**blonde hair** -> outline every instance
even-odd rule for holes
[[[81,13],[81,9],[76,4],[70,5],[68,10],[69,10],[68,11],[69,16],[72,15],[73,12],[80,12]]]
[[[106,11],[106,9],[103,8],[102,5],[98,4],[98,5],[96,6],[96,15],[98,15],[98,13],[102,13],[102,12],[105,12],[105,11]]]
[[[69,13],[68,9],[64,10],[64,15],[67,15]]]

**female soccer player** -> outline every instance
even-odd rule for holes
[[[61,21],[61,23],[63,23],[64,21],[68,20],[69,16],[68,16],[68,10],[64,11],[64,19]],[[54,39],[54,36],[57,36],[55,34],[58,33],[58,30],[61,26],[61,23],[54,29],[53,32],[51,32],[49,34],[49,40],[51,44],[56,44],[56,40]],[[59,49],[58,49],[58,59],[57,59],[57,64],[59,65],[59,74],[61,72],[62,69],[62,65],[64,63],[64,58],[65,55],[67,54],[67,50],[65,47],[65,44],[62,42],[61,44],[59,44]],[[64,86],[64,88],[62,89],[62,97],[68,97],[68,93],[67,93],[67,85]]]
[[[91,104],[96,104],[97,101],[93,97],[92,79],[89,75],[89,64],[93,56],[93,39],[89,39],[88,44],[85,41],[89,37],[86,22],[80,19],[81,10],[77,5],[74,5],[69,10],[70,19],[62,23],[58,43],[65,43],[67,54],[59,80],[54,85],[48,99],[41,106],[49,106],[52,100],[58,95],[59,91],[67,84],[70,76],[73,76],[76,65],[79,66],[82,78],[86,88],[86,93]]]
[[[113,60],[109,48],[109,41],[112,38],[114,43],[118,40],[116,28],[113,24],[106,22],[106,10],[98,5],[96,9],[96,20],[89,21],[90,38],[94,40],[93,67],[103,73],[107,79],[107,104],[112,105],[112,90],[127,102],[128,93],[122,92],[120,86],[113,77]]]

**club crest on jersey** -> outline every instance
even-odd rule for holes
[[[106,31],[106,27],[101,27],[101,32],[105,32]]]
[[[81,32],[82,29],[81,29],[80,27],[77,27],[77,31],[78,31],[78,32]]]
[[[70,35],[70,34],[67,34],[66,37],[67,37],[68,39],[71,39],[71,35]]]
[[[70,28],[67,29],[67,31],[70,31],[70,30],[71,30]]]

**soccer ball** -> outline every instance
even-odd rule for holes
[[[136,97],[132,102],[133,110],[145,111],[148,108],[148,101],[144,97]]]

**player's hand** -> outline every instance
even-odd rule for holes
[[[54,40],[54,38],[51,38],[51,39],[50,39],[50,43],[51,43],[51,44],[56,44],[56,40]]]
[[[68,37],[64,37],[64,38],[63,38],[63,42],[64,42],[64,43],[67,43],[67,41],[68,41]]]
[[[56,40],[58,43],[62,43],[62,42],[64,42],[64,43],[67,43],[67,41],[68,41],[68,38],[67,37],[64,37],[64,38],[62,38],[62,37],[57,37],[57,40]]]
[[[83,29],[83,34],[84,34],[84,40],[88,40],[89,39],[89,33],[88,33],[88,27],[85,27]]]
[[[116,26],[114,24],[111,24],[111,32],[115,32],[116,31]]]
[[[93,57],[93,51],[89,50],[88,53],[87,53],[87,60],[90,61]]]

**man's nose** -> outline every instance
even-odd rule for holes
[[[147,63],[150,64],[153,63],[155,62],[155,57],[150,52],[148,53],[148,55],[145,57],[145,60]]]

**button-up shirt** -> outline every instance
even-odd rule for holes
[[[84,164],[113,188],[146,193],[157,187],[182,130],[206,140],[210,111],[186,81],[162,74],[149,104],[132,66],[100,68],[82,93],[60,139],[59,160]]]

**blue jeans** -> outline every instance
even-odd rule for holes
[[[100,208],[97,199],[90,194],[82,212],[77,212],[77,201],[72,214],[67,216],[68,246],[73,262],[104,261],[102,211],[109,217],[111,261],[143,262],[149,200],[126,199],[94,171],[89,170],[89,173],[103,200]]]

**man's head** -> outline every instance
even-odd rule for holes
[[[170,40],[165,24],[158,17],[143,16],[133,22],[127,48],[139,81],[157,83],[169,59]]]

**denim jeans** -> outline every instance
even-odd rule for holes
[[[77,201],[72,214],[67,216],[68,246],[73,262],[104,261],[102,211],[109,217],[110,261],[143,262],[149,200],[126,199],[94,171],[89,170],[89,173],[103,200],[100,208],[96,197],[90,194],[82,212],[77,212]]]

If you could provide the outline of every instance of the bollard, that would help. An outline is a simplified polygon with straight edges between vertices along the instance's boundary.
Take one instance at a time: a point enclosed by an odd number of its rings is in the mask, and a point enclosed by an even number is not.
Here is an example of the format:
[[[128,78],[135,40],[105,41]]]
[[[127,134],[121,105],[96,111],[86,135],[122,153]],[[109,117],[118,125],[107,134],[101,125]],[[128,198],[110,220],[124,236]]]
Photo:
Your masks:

__________

Required work: Copy each line of the records above that contains the string "soccer", matching case exactly.

Exercise response:
**female soccer player** -> outline every instance
**soccer ball** -> outline every instance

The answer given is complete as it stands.